### Set exercise
Repeat the material exactly as it appears.
_ _ _
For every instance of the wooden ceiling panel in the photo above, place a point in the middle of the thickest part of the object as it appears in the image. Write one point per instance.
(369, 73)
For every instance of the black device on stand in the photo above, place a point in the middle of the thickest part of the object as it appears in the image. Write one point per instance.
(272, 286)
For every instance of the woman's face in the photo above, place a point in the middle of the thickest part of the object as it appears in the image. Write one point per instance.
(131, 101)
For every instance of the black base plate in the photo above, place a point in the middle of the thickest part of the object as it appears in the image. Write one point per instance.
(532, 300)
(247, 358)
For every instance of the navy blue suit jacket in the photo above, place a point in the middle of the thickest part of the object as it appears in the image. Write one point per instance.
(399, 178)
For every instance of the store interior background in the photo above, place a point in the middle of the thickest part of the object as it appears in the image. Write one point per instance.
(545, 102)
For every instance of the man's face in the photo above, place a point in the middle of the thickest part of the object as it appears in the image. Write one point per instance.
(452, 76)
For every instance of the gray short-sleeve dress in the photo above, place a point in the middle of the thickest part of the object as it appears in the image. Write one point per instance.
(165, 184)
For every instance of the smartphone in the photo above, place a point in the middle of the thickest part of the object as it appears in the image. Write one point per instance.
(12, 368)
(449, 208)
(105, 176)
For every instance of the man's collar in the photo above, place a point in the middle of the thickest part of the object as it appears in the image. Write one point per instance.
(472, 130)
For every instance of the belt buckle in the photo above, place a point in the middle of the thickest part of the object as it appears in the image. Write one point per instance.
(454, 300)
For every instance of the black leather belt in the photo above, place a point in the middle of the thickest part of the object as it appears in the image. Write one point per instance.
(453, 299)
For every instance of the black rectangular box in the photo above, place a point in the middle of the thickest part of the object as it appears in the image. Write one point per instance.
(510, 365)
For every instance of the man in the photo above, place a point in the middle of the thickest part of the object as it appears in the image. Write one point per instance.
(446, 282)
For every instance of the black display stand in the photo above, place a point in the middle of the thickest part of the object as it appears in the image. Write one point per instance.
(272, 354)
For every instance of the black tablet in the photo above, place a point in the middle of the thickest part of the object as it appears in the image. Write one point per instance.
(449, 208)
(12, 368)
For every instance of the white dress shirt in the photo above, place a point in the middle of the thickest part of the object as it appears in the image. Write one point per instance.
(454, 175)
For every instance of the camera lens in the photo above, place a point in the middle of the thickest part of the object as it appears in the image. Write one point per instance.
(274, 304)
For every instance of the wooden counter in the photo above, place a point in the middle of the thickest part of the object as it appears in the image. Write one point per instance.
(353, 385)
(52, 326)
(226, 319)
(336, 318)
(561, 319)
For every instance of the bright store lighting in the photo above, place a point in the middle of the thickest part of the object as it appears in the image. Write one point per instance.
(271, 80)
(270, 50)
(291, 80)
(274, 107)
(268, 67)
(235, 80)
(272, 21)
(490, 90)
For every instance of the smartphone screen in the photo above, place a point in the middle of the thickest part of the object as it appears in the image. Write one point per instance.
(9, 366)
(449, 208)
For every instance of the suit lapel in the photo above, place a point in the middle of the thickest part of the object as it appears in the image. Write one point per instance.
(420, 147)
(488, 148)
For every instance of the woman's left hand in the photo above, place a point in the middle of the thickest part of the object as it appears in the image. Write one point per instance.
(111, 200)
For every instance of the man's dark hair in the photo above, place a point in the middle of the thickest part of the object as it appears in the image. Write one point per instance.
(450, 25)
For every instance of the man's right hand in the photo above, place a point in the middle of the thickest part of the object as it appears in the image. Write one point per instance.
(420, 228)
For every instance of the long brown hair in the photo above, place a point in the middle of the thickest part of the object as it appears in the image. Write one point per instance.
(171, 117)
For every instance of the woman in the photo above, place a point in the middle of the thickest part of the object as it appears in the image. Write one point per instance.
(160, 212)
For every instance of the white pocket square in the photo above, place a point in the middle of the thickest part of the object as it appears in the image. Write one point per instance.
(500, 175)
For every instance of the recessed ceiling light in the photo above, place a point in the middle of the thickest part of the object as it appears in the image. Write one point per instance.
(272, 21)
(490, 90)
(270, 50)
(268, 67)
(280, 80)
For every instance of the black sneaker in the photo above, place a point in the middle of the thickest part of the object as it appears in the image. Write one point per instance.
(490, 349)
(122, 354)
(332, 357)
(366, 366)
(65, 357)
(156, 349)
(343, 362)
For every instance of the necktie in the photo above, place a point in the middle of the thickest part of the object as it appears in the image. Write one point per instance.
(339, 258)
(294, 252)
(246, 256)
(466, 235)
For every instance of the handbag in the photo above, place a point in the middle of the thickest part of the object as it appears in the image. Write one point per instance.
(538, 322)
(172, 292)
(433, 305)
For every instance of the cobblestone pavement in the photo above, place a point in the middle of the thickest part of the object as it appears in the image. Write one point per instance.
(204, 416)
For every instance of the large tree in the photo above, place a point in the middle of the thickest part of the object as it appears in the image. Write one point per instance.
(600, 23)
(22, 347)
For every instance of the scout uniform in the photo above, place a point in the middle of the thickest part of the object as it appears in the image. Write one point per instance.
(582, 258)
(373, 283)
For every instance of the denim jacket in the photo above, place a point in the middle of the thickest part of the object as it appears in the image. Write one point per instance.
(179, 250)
_ _ _
### Solution to this task
For every instance of the wooden ceiling panel in the photo above, place a point in the middle of the thickest part of the object as it appears in the image. Write one point per instance.
(369, 73)
For every instance of the black device on stand in the photo above, place a point in the middle of the thickest part of the object as it appears in the image. Write one point per instance.
(272, 286)
For every instance of the woman's face in the photo above, place a point in the middle of the thickest part of the object as it appears in the image. Write one point per instance.
(131, 101)
For every instance of the black base plate in the photo above, place a point in the middle of the thickest part of the object as it appears in the image. Write one point per instance.
(532, 300)
(247, 358)
For every instance of the navy blue suit jacket in the photo above, place a point in the middle of the thickest part of the object as it appears in the image. Write one point per instance.
(399, 178)
For every instance of the store interior background in the photo above, place a point in the middle of the thickest part of the object as it appears in the image. Write one point per instance.
(545, 102)
For every instance of the man's face in the photo above, place a point in the middle of the thickest part of the object as it appears in the image. Write one point per instance.
(452, 76)
For every instance of the gray short-sleeve dress in the photo above, place a point in the middle of the thickest part of the object as it appears in the image. Write one point per instance.
(165, 184)
For every instance of the smartphone in the photo above, place a point in the middle of the thickest part of the object as it appears in the image. Write one point per instance.
(12, 368)
(449, 208)
(105, 176)
For every instance of the man's collar in the photo above, place a point in the middle of the thickest part of the object as it appears in the image. Write one point per instance.
(472, 130)
For every instance of the belt buckle in the photo above, place a point in the middle of the thickest part of the object as it appears in the image. Write one point per instance.
(454, 300)
For every instance of the black leather belt in the photo above, place a point in the middle of the thickest part of the object as it appears in the image. Write one point per instance.
(453, 299)
For every instance of the black rectangular box in the photo above, place a point in the middle of the thickest part of the object as it appears in the image. Write one point per instance.
(510, 365)
For every instance of the man in the photo above, place a point in the middle of the thickest part of the object as it appears in the image. Write one point per instance.
(446, 282)
For every instance of the black display stand in the photo above, place a point in the middle of the thickest part of the object as it appears in the image. Write one point per instance.
(272, 354)
For every instance of the black tablet in the photo above, place a point in the middle of the thickest part of the object as it appears in the image. Write one point per instance.
(449, 208)
(12, 368)
For every instance of the white dress shirt in the photo above, place a point in the middle of the thickest part of the object as it appears in the image. Write one point per instance.
(454, 175)
For every instance of the camera lens in the photo above, place a point in the middle of the thickest part of the object as it appears in the image. Write one point per instance.
(274, 304)
For every instance of the wooden counter in the photo above, place a point in the middle of the thickest part of the object as it appears in the image. Write one point per instance.
(353, 385)
(52, 326)
(226, 319)
(336, 318)
(561, 319)
For every instance of the bright store lighting in the photo above, place a point in the middle of the thickest part of the object as it appears in the image. Write one point per instance.
(271, 80)
(270, 50)
(291, 80)
(274, 107)
(268, 67)
(235, 80)
(272, 21)
(490, 90)
For every instance of the smartphone screen in the photo above, place a point in the middle of the thickest part of the object as it appears in the image. Write one point per instance.
(9, 366)
(449, 208)
For every instance of the suit lapel in the photo above, place a point in the middle of the thickest part of the object as it appears in the image. Write one point per instance.
(420, 147)
(488, 148)
For every instance of the woman's left hand in the photo above, place a point in the middle of the thickest part of the object as it appears in the image. Write one point per instance.
(111, 200)
For every instance of the man's dark hair in the photo above, place a point in the middle of the thickest part of the object as it appears in the image. Write one point per instance.
(450, 25)
For every instance of the man's right hand in the photo above, place a point in the middle of the thickest part of the object as it appears in the image. Write one point per instance.
(420, 228)
For every instance of the long brown hair in the photo above, place a point in the middle of the thickest part of the object as it appears in the image. Write one point per instance.
(171, 117)
For every instance of the woman in the photo above, place a point in the middle of the thickest part of the object as it appears in the image. Write one point per instance.
(160, 212)
For every instance of the white pocket square in the photo above, place a point in the middle of the thickest part of the object as it appears in the image. Write one point per instance.
(500, 175)
For every instance of the recessed ceiling light in the photo above, place a point in the middle of the thickest part of the object as it appears in the image. Write one point per instance.
(272, 21)
(490, 90)
(270, 50)
(268, 67)
(280, 80)
For every instance of the black sneaker in the photo above, place a point in the middle of the thickest part of the object as it appears in the image. Write one point per instance.
(490, 349)
(122, 354)
(332, 357)
(366, 366)
(65, 357)
(156, 349)
(343, 362)
For every instance of the necktie in the photo above, place a point in the middle of the thickest part of the object as it appears in the image. Write one point per instance.
(339, 258)
(294, 252)
(246, 256)
(466, 235)
For every instance of the handbag in the photo above, place a point in the middle of the thickest part of the object as it appears in the image. Write one point per instance.
(538, 322)
(172, 292)
(433, 305)
For every instance of the cobblestone pavement in the photo above, place a point in the middle of the thickest part of the object as it appears in the image. Write one point per instance.
(204, 416)
For every instance of the large tree in the photo above, place a point in the middle of the thickest part of the object as it appears in the image. Write one point per instance.
(600, 23)
(22, 347)
For every instance of the scout uniform in the photo above, place a point in the middle of the thickest part of the object as it appears in the image. Write one point per instance.
(582, 258)
(373, 283)
For every instance of the denim jacket in the photo above, place a point in the middle of the thickest part of the object as it appears in the image. Write one point per instance.
(179, 250)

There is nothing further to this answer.